* Records shown *

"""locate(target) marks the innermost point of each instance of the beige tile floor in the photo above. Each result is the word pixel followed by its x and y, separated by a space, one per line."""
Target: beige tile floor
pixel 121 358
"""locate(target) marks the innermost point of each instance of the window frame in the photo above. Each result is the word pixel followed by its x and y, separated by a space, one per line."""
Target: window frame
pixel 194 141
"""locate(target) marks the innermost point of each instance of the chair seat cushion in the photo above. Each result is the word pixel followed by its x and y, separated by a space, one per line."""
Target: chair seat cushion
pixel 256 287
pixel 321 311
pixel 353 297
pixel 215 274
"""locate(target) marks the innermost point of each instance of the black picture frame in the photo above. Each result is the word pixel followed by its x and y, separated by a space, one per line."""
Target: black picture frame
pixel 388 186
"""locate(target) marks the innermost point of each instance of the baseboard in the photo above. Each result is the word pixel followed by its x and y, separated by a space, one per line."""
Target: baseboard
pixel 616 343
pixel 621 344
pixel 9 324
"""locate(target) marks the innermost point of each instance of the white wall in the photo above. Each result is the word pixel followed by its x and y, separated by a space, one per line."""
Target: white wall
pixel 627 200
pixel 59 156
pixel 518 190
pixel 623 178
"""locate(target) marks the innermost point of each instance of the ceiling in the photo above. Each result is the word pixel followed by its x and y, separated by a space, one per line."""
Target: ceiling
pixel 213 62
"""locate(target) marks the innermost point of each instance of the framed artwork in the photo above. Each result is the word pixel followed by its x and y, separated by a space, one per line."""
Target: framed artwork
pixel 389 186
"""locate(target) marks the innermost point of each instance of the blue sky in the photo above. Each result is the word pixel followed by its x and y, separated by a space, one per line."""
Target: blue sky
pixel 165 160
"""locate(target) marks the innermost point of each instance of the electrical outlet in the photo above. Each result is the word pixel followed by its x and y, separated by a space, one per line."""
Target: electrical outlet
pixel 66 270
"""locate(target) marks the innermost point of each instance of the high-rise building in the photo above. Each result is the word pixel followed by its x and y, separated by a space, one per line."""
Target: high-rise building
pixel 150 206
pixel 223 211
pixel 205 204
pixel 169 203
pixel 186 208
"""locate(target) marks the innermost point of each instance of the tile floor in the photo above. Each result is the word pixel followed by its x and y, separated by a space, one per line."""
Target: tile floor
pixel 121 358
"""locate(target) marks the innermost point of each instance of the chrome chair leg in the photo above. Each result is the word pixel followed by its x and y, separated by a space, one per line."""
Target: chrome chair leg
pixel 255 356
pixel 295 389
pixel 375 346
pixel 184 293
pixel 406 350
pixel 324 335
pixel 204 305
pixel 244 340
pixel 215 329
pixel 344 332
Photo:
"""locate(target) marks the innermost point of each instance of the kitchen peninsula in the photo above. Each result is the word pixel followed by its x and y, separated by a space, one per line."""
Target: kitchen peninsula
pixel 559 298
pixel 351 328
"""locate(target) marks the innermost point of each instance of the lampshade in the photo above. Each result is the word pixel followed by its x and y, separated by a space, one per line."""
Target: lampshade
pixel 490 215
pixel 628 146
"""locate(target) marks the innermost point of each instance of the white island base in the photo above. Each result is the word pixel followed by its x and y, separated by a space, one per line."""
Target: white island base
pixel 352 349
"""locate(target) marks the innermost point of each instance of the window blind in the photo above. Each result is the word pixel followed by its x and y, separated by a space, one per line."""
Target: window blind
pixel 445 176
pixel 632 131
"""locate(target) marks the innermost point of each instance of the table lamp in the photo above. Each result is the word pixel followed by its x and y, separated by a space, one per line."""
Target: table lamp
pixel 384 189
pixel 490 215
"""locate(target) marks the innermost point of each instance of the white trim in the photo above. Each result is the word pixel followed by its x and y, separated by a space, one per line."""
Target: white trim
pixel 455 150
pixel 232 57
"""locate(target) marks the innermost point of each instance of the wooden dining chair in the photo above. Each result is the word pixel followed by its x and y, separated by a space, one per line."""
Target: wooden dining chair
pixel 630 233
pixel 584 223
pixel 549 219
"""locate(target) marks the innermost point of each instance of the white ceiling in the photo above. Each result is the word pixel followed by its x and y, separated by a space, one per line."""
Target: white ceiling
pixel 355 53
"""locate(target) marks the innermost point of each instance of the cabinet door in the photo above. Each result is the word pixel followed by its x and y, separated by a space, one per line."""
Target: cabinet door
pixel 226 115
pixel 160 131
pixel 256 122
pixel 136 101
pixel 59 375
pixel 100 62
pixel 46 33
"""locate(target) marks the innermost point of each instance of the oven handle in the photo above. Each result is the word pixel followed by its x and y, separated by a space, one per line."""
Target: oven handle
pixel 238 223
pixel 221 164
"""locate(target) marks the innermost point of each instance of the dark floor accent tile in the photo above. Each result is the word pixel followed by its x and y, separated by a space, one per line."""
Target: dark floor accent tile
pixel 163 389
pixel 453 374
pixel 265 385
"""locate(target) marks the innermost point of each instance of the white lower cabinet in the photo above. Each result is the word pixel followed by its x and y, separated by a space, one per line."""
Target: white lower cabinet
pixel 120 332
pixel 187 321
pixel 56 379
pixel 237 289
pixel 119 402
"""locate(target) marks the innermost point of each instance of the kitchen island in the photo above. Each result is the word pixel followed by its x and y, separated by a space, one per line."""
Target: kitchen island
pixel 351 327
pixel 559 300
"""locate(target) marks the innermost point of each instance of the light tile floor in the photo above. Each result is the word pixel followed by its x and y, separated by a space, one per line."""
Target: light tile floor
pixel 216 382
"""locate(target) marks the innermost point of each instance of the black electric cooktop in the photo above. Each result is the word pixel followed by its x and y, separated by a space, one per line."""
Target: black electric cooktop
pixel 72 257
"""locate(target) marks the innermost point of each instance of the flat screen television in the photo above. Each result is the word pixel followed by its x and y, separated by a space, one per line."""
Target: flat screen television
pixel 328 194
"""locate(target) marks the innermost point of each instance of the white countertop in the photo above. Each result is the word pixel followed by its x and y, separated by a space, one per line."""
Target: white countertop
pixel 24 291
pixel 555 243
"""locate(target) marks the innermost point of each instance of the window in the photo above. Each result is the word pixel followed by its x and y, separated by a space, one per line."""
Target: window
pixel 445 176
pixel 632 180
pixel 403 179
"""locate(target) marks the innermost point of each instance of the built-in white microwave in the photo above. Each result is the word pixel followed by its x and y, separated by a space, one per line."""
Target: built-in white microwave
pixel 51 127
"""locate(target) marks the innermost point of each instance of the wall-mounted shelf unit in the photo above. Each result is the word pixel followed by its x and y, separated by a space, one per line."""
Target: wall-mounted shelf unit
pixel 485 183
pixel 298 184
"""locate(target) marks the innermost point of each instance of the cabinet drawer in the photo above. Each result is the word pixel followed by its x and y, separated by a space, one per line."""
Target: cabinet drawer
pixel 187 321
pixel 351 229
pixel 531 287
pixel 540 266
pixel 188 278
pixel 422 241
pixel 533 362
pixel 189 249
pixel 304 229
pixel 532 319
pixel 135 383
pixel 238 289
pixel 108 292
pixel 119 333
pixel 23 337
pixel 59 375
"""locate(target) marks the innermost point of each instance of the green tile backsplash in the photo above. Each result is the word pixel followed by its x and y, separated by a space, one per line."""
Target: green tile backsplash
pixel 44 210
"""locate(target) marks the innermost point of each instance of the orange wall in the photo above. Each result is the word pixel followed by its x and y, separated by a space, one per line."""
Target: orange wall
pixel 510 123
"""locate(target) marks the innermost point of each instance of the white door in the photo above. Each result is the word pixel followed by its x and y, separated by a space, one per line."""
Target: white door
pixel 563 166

* Set exercise *
Lay out all of the entries above as a two-column CSV with the header row text,answer. Give one row per entry, with the entry's text and its answer each in a single quoted field and line breaks replaced by spaces.

* Finished task *
text,answer
"""""""locate(target) marks the innermost point of each instance of the beige tile floor in the photo above. Each result is the word pixel followed by its x and y, separated by a space, one per line."""""" Target: beige tile floor","pixel 121 358"
"""""""locate(target) marks the innermost point of each instance of the window frame in the photo above. Each result is the word pixel followed by its x and y, separated by a space, one per line."""""" Target: window frame","pixel 194 141"
"""""""locate(target) marks the innermost point of each instance of the chair seat cushion in the photo above. Each result is the word pixel followed by its x and y, separated by a space, one per line."""""" Target: chair seat cushion","pixel 256 287 pixel 321 311 pixel 353 297 pixel 215 274"
"""""""locate(target) marks the innermost point of each instance of the black picture frame in the photo above. Each result is the word pixel followed by its x and y, separated by a space, one per line."""""" Target: black picture frame","pixel 388 186"
"""""""locate(target) marks the innermost point of each instance of the baseboard in the photo above. Each result is the word pixel followed by its x and y, separated by a space, one per line."""""" Target: baseboard","pixel 616 343 pixel 621 344 pixel 9 324"
"""""""locate(target) marks the innermost point of each instance of the white wall in the photo above. Each result is the word pixel followed by its x and y, separated by a space, one per line."""""" Target: white wall","pixel 627 200 pixel 59 156 pixel 518 190 pixel 623 178"
"""""""locate(target) marks the innermost point of each instance of the ceiling in the photo above. Each result is the word pixel followed by its x and y, separated by a space, one per line."""""" Target: ceiling","pixel 213 62"
"""""""locate(target) marks the innermost point of each instance of the framed artwork in the photo above. Each result is the word pixel followed by its x and y, separated by a space, one per line."""""" Target: framed artwork","pixel 389 186"
"""""""locate(target) marks the innermost point of each instance of the blue sky in the photo above. Each result is the word pixel followed by its x and y, separated by a space, one per line."""""" Target: blue sky","pixel 165 160"
"""""""locate(target) marks the innermost point of each instance of the electrical outlet in the photo above. Each result is the word pixel followed by its x and y, separated by a space, one per line."""""" Target: electrical outlet","pixel 66 270"
"""""""locate(target) marks the innermost point of each instance of the high-rise building in the photo above. Each result is the word pixel followed by its x and y, separated by a space, one per line."""""" Target: high-rise building","pixel 150 206 pixel 223 211 pixel 205 204 pixel 169 203 pixel 186 208"
"""""""locate(target) marks the innermost point of each instance of the tile floor in the photo above. Each result is the word pixel followed by its x and y, separated by a space, one per line."""""" Target: tile floor","pixel 121 358"
"""""""locate(target) marks the innermost point of each instance of the chrome chair leg in the photo above. Each result is the word pixel followed by its x and y, separated by a space, one per line."""""" Target: chrome chair leg","pixel 255 356 pixel 295 389 pixel 375 346 pixel 184 293 pixel 406 350 pixel 324 335 pixel 204 305 pixel 244 340 pixel 215 329 pixel 344 332"
"Photo: """"""locate(target) marks the innermost point of each instance of the kitchen peninsula in the photo above. Each result is the word pixel followed by its x and y, separated by a space, one per line."""""" Target: kitchen peninsula","pixel 559 298 pixel 351 328"
"""""""locate(target) marks the innermost point of each instance of the lampshade in the photo above. Each result is the word pixel followed by its x and y, separated by a space, one per line."""""" Target: lampshade","pixel 490 215 pixel 628 146"
"""""""locate(target) marks the innermost point of each instance of the white island base in the photo above. Each result is the word pixel followed by its x and y, separated by a space, one per line."""""" Target: white island base","pixel 352 349"
"""""""locate(target) marks the innermost point of each instance of the window blind in the photo above. Each result is the word pixel followed by its x and y, separated by a space, one per line."""""" Target: window blind","pixel 445 176 pixel 632 131"
"""""""locate(target) marks the innermost point of each instance of the table lamp in the photo above. Each result is the word pixel followed by its x and y, separated by a space, one per line."""""" Target: table lamp","pixel 384 189 pixel 490 215"
"""""""locate(target) marks the innermost point of each instance of the white trim in the photo above. Each result is the word pixel followed by its x and y, separated by a space, one per line."""""" Target: white trim","pixel 455 150 pixel 232 57"
"""""""locate(target) marks the innermost point of each instance of the wooden dining chair in the photo above. Each result is the word pixel followed by its x and y, separated by a space, one per line."""""" Target: wooden dining chair","pixel 630 233 pixel 584 223 pixel 549 219"
"""""""locate(target) marks the innermost point of each instance of the white ceiling in the photo above. Each result is the word pixel followed by its x and y, separated by a space, one per line."""""" Target: white ceiling","pixel 355 53"
"""""""locate(target) marks the innermost point of each instance of the cabinet door in the photo above. Each result is the word pixel followed by its x and y, separated by a space, one per line."""""" Target: cabinet door","pixel 226 115 pixel 160 131 pixel 256 122 pixel 136 101 pixel 59 375 pixel 100 62 pixel 46 33"
"""""""locate(target) marks the innermost point of each instance of the oven handle in the photo above. Each result is the word pixel followed by its x and y, separated by a space, one per line."""""" Target: oven handle","pixel 238 223 pixel 221 164"
"""""""locate(target) marks the innermost point of each instance of the dark floor accent tile in the photo above. Each result is the word pixel followed by its x and y, separated by a space, one per line."""""" Target: dark floor accent tile","pixel 163 389 pixel 453 374 pixel 265 385"
"""""""locate(target) marks the innermost point of each instance of the white lower cabinet in the photo above. Each result is the word pixel followed by its x and y, separated by a space, one per line."""""" Target: white lower cabinet","pixel 120 332 pixel 187 321 pixel 56 379 pixel 237 289 pixel 119 402"
"""""""locate(target) marks the innermost point of each instance of the kitchen island in the photo above. Each result is the word pixel followed by its x and y, separated by a space, one per line."""""" Target: kitchen island","pixel 351 327 pixel 559 300"
"""""""locate(target) marks the innermost point of each instance of the light tile floor in the photo above. Each result is the word pixel followed by its x and y, separated by a space, one per line."""""" Target: light tile floor","pixel 216 382"
"""""""locate(target) marks the innermost point of each instance of the black electric cooktop in the photo above. Each result is the word pixel followed by its x and y, separated by a space, one per line."""""" Target: black electric cooktop","pixel 72 257"
"""""""locate(target) marks the innermost point of each instance of the flat screen television in the photo above. Each result is the word pixel followed by its x and y, separated by a space, one per line."""""" Target: flat screen television","pixel 328 194"
"""""""locate(target) marks the innermost point of each instance of the white countertop in the photo above. Each result is the word pixel followed by its x and y, separated by a space, one per line."""""" Target: white countertop","pixel 24 291 pixel 555 243"
"""""""locate(target) marks the innermost point of each instance of the window in the photo above. Each result is the word pixel followed by its x and y, separated by a space, one per line."""""" Target: window","pixel 445 176 pixel 632 180 pixel 403 179"
"""""""locate(target) marks the innermost point of each instance of the built-in white microwave in the photo above. Each result is the word pixel followed by its x and y, separated by a space, one per line."""""" Target: built-in white microwave","pixel 51 127"
"""""""locate(target) marks the innermost point of each instance of the wall-mounted shelf unit in the photo above. Each result is the word pixel followed by its x and y, separated by a space, one per line."""""" Target: wall-mounted shelf unit","pixel 485 183 pixel 298 184"
"""""""locate(target) marks the innermost point of each instance of the cabinet drawer in the photo above. Each result is the word pixel followed by its x and y, separated by a space, one per line."""""" Target: cabinet drawer","pixel 187 321 pixel 351 229 pixel 531 287 pixel 540 266 pixel 188 278 pixel 422 241 pixel 533 362 pixel 189 249 pixel 304 229 pixel 532 319 pixel 135 383 pixel 238 289 pixel 108 292 pixel 119 333 pixel 23 337 pixel 59 375"
"""""""locate(target) marks the innermost point of each instance of the green tile backsplash in the photo above. Each result is the word pixel followed by its x and y, separated by a space, one per line."""""" Target: green tile backsplash","pixel 44 210"
"""""""locate(target) marks the innermost point of each instance of the orange wall in the photo above. Each result is the word pixel followed by its x and y, separated by a space, one per line."""""" Target: orange wall","pixel 510 123"
"""""""locate(target) marks the innermost point of each instance of the white door in the photo above. Each result is the word pixel followed by its x and y, separated by a space, one per line."""""" Target: white door","pixel 563 166"